Source data:
══════

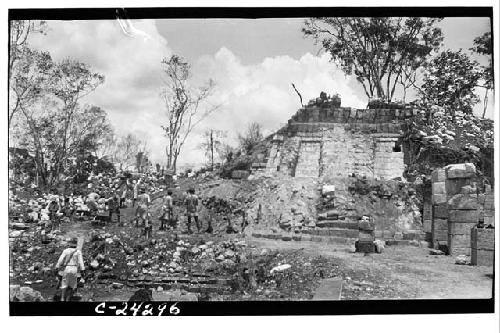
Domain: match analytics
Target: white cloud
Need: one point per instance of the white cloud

══════

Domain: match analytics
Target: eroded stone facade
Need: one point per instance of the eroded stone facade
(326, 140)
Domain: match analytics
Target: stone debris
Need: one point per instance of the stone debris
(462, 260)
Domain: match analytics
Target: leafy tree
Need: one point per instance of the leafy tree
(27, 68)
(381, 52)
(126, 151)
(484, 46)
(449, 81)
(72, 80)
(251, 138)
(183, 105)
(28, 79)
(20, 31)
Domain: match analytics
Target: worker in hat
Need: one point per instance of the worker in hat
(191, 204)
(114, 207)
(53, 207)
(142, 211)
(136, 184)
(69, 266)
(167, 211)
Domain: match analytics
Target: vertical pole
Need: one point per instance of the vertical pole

══════

Work out how many lines in the data hold the word "white"; reply with the number alone.

2